Tâches à réaliser —
A. Traduisez en anglais cette phrase de l’entretien avec Laverne Cox : « C’est éprouvant de s’engager, le film montre ça très bien. »
B. Prolongez l’entretien avec Laverne Cox en rédigeant la suite qui vient après sa dernière phrase.

LAVERNE COX : « Il y a un regard patriarcal »
Révélée par la série Orange Is the New Black, la comédienne et activiste trans Laverne Cox fait son grand retour au cinéma dans Promising Young Woman, en salles le 26 mai, un revenge movie très marqué par MeToo. Point d’étape avec elle, au lendemain d’un mandat Trump dévastateur.
Promising Young Woman propose un regard neuf sur le film de vengeance, qu’est-ce qui vous a attirée dans ce projet ?
C’est un projet risqué, intelligent, drôle, provocateur… Je n’en revenais pas de ce que je lisais quand j’ai reçu le scénario. Ce qui est intéressant, c’est que la réalisatrice Emerald Fennell a commencé à l’écrire avant le mouvement MeToo, dont l’apogée était en 2017, même si je tiens à rappeler que le mouvement a été créé par Tarana Burke dix ans auparavant. Et quand je l’ai lu, je me suis dit que ça pouvait être le film « post-MeToo » par excellence. Surtout parce qu’on peut sentir l’humanité de chaque personnage. Même ceux qui font des choses terribles sont des hommes et des femmes persuadés de bien agir, comme le personnage de Connie Britton qui passe une agression sous silence en disant : « On ne devrait pas ruiner la vie de ce jeune homme… » Combien ont pu dire ça, combien de mères l’ont pensé ? Au fond, c’est une réaction terriblement humaine.
Cassie (interprétée par Carey Mulligan, ndlr) piège des agresseurs, et son « projet » finit par avoir un impact considérable sur sa propre vie. Vous êtes vous-même très engagée politiquement, comment gérez-vous cet équilibre entre le besoin de combattre et votre propre sécurité ?
Je parlais justement hier soir avec mon frère de ces activistes comme Al Sharpton et Cornel West, qui luttent depuis des décennies, je ne sais pas comment ils font. J’ai mes propres problèmes de santé, physique et mentale, et il y a tous les combats qui sont nécessaires… et je suis épuisée. Je dois faire des choix. J’ai décidé de donner la priorité à ma santé mentale l’an dernier, et puis il y a eu beaucoup de travail, et puis la pandémie… Pour l’instant je n’ai pas trouvé d’équilibre, et mon engagement m’a fait souffrir, je suis très sensible. C’est éprouvant de s’engager, le film montre ça très bien.

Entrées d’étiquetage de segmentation

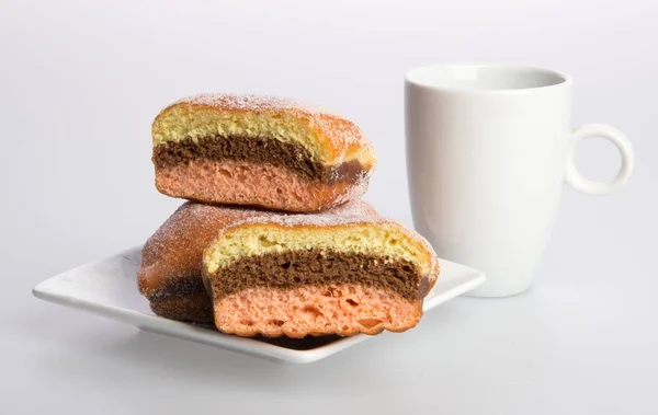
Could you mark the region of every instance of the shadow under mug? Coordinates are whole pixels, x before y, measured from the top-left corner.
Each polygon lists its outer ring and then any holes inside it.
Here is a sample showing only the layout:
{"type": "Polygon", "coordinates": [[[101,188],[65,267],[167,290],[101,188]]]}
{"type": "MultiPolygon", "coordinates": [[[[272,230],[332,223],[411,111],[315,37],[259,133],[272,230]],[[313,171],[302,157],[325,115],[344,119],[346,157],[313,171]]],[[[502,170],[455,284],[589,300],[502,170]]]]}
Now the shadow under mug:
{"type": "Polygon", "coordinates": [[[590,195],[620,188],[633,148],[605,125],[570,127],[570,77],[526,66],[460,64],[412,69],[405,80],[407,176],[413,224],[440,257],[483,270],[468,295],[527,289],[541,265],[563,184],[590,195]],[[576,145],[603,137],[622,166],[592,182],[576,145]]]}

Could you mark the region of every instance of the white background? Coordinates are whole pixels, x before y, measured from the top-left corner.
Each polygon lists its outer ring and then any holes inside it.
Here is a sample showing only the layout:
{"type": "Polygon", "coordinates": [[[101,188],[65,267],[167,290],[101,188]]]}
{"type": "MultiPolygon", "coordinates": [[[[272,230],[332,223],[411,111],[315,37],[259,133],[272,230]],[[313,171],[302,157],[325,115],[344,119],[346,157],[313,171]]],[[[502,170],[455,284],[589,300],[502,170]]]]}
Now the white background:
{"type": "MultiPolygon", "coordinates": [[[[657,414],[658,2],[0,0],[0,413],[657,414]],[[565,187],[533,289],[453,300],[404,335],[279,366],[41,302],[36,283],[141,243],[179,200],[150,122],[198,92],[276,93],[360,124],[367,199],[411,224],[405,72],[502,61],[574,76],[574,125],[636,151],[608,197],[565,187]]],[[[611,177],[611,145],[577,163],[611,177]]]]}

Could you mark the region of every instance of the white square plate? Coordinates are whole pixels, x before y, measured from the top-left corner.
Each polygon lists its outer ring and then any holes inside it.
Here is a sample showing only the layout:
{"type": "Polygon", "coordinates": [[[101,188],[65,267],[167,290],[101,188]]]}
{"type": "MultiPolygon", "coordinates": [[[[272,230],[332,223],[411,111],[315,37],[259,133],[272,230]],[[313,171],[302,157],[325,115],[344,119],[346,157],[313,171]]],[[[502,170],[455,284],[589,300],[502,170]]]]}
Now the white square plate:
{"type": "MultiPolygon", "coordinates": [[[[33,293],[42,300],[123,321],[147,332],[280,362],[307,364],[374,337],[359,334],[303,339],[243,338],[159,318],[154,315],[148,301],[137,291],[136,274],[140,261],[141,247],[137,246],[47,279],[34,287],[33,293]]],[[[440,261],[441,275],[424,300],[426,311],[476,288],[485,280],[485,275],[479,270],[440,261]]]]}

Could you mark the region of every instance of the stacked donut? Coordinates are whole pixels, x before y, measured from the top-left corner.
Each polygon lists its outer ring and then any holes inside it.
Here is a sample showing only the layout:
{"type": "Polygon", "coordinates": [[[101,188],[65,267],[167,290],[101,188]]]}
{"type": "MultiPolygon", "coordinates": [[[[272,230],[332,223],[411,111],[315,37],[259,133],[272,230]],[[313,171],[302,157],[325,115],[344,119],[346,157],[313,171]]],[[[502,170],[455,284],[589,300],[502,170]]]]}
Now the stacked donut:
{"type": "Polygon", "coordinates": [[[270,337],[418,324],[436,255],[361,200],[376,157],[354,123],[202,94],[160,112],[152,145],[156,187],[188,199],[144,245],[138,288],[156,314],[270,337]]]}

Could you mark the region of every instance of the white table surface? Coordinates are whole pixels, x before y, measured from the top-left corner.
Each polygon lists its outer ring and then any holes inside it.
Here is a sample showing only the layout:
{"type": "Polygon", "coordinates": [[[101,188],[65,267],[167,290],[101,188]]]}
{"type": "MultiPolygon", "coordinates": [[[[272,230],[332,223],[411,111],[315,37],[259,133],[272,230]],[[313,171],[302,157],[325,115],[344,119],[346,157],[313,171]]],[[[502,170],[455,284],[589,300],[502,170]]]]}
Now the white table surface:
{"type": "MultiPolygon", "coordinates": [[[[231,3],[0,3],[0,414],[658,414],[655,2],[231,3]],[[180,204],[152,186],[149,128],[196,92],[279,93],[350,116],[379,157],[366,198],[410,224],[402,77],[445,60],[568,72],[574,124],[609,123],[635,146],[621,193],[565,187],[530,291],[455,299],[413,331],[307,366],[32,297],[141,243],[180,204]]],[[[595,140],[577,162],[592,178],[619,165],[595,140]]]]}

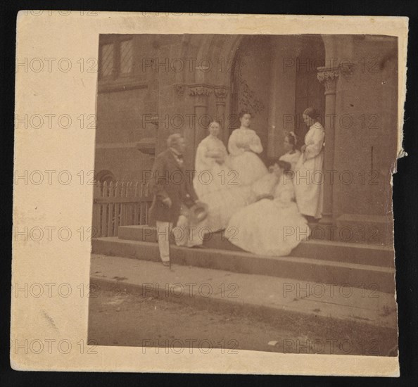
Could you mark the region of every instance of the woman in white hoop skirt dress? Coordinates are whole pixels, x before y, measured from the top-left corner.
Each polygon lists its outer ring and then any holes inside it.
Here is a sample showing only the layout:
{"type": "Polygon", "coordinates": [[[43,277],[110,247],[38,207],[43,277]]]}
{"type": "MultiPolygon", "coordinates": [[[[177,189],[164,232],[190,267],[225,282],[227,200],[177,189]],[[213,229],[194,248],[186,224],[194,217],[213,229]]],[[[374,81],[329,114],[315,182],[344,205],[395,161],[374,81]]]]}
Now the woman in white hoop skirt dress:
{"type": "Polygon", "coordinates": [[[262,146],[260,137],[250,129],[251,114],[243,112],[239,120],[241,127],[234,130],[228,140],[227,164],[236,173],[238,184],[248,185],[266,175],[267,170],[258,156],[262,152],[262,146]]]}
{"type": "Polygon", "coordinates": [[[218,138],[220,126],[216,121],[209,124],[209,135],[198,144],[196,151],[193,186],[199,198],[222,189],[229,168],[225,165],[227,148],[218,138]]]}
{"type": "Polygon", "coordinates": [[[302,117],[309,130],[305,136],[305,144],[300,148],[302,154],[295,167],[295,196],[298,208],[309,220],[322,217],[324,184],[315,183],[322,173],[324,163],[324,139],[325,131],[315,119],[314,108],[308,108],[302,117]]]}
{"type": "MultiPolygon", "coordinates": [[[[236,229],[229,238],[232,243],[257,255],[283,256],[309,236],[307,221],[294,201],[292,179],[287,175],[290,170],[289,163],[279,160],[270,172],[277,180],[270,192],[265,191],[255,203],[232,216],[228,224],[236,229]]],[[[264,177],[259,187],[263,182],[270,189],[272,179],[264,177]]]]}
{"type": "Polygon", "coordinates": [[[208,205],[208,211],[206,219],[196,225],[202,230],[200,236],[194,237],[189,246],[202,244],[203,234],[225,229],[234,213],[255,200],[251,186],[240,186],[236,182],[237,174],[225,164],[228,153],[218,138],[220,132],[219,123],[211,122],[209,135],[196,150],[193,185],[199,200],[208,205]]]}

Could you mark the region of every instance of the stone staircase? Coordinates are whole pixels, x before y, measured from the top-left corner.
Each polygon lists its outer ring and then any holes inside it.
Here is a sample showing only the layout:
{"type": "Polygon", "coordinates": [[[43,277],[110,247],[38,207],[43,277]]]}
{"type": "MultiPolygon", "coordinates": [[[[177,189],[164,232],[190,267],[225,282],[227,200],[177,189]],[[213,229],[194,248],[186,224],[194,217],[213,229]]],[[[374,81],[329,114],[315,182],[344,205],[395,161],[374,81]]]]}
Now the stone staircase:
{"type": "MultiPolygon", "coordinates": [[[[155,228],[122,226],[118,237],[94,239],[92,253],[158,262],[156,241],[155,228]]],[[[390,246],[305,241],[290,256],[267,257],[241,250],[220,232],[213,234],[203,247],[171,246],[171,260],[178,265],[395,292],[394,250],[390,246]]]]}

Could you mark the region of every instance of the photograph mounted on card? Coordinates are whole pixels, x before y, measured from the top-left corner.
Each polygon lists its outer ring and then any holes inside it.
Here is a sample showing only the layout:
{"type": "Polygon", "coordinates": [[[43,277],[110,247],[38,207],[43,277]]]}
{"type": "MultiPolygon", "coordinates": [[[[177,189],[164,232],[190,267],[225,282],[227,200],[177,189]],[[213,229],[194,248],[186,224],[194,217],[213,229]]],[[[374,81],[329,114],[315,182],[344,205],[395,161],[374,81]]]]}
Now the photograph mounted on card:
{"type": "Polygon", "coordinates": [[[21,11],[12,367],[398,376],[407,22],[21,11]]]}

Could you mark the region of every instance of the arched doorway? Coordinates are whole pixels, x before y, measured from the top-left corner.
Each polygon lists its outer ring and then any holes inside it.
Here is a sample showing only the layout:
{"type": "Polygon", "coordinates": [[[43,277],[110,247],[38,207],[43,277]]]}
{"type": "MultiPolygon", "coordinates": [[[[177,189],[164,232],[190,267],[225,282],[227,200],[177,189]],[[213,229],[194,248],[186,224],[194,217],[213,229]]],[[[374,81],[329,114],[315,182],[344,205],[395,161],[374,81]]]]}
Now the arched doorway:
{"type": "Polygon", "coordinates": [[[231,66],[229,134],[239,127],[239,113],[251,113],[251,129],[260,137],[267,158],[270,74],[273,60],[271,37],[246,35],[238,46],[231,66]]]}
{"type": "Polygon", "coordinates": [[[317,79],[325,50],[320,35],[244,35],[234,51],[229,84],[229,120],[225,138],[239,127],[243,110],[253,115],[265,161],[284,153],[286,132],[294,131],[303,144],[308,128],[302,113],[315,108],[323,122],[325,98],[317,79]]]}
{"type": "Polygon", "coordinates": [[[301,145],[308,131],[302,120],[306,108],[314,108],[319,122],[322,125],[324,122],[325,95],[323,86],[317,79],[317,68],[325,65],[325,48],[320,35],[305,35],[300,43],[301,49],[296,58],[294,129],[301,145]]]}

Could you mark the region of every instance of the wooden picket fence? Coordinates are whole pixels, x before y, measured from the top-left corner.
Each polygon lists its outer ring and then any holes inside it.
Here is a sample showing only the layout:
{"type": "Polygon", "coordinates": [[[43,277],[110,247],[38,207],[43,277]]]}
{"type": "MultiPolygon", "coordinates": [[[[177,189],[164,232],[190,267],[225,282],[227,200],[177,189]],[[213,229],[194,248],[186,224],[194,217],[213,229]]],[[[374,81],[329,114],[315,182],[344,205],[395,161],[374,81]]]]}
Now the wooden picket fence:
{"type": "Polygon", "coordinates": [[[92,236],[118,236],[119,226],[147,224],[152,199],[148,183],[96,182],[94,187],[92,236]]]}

Réponses aux tâches —
A. Getting involved is exhausting, and the film shows that very well.

B.
Sur vos six derniers films, cinq ont été réalisés par des femmes. C’est un choix ?
Je ne connaissais pas cette statistique, mais oui c’est vrai, ça alors ! C’est cool ! (rires) J’ai eu la chance d’être révélée par Jenji Kohan dans Orange Is the New Black et je suis très reconnaissante envers les femmes de l’industrie qui ont détecté un talent en moi. Mais ce n’est pas conscient, ce sont juste les projets qui m’excitent, avec des rôles nouveaux pour moi ou des scénarios que je trouve brillants.
Mais ça change beaucoup de choses, de travailler avec une réalisatrice ?
C’est difficile de répondre à cette question sans être essentialiste et dire que « les hommes réalisent comme ça » et « les femmes réalisent comme ça », je trouve ça réducteur. C’est de l’art avant d’être une question de genre. Je considère plutôt qu’il y a un regard patriarcal par opposition à un regard féministe. Plutôt que réduire les hommes et les femmes à leur genre, c’est plus une question de perspective parce qu’on sait que certaines femmes peuvent soutenir le patriarcat autant que les hommes. On parle parfois aussi de regard trans… Toutes ces notions issues de la critique de film féministe me semblent passionnantes.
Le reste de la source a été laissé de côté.